- **What the task requires**:
Please find all lines in the data that hold the string "hillside" and copy them.

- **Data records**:
^^^^^^^^^^^^^^^^
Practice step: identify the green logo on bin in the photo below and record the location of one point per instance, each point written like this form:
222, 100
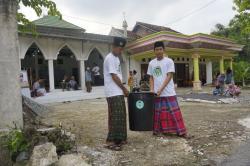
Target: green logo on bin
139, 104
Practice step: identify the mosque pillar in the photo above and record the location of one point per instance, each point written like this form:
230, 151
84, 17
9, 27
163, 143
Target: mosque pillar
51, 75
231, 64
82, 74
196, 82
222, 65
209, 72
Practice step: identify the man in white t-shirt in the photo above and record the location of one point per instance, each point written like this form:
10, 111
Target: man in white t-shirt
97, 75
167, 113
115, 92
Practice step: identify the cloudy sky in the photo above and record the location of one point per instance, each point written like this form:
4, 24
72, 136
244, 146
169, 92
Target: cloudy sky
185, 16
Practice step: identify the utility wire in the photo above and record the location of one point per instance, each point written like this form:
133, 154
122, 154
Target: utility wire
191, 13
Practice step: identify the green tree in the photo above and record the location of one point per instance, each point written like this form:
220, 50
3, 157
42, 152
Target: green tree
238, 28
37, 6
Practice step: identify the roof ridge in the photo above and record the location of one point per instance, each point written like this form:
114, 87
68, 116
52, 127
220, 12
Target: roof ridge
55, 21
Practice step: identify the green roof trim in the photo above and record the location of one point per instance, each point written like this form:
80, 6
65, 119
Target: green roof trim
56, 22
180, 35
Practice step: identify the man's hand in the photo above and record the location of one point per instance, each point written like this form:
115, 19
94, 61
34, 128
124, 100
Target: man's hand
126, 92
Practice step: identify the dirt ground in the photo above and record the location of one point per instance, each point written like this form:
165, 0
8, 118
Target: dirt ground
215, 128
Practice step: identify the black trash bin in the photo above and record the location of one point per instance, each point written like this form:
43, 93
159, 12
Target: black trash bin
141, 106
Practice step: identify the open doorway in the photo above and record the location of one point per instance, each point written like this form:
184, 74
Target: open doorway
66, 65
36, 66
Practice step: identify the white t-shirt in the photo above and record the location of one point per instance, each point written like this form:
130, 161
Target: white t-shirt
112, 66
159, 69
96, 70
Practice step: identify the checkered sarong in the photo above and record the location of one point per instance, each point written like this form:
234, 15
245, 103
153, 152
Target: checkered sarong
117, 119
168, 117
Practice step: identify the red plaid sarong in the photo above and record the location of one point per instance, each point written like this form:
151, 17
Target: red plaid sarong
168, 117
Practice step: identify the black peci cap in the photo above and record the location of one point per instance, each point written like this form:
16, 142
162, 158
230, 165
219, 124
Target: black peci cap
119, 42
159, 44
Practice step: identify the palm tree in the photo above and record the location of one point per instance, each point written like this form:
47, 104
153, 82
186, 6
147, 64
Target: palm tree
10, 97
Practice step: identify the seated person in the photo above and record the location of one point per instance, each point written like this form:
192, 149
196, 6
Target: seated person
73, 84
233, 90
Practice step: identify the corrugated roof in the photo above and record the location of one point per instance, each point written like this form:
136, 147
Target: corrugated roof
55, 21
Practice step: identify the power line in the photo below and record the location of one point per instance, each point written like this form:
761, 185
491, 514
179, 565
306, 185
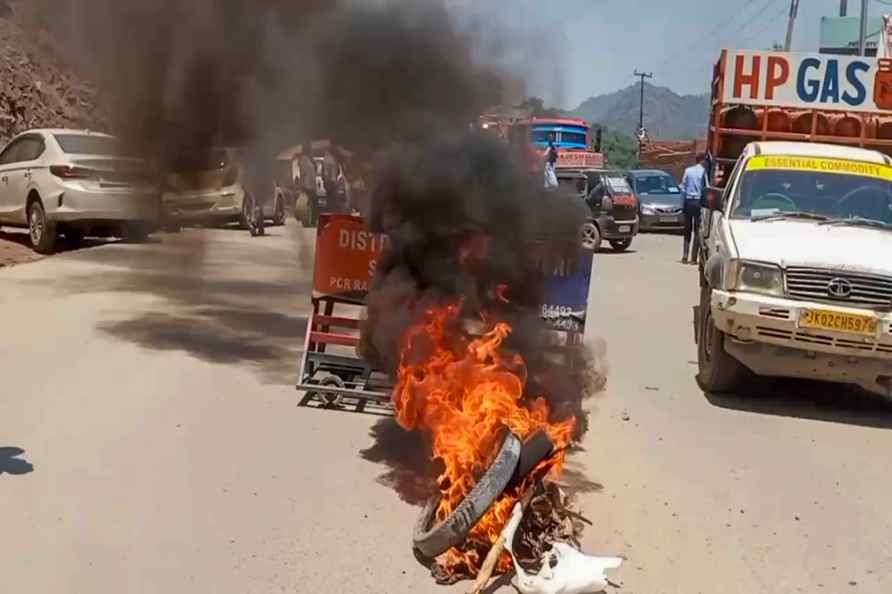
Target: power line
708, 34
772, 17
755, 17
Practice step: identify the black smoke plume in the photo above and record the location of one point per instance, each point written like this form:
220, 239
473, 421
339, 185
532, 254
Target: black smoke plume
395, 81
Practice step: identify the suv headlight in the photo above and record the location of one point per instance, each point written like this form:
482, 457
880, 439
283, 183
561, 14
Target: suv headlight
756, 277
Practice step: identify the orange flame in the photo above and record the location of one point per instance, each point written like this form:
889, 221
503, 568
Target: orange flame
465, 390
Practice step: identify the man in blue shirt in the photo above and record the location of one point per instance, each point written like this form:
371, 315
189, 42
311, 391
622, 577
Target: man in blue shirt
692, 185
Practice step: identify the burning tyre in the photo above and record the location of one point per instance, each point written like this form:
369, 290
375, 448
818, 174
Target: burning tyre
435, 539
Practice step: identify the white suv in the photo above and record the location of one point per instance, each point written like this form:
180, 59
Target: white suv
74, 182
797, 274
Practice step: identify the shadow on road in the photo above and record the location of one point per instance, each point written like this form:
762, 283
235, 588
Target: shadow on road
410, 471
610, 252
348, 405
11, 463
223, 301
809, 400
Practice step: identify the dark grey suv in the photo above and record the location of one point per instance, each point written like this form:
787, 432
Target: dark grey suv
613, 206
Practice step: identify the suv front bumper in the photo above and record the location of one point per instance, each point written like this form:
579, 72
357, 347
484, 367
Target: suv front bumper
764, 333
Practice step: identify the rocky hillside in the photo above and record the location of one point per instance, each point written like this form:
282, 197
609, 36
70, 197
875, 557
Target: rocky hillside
^^^^^^^^^^^^^^^^
- **Result for this task**:
Practice step: identify the rocky hillside in the photo above and record the location of one point per instance, each point written like this form:
Target: rocky hillside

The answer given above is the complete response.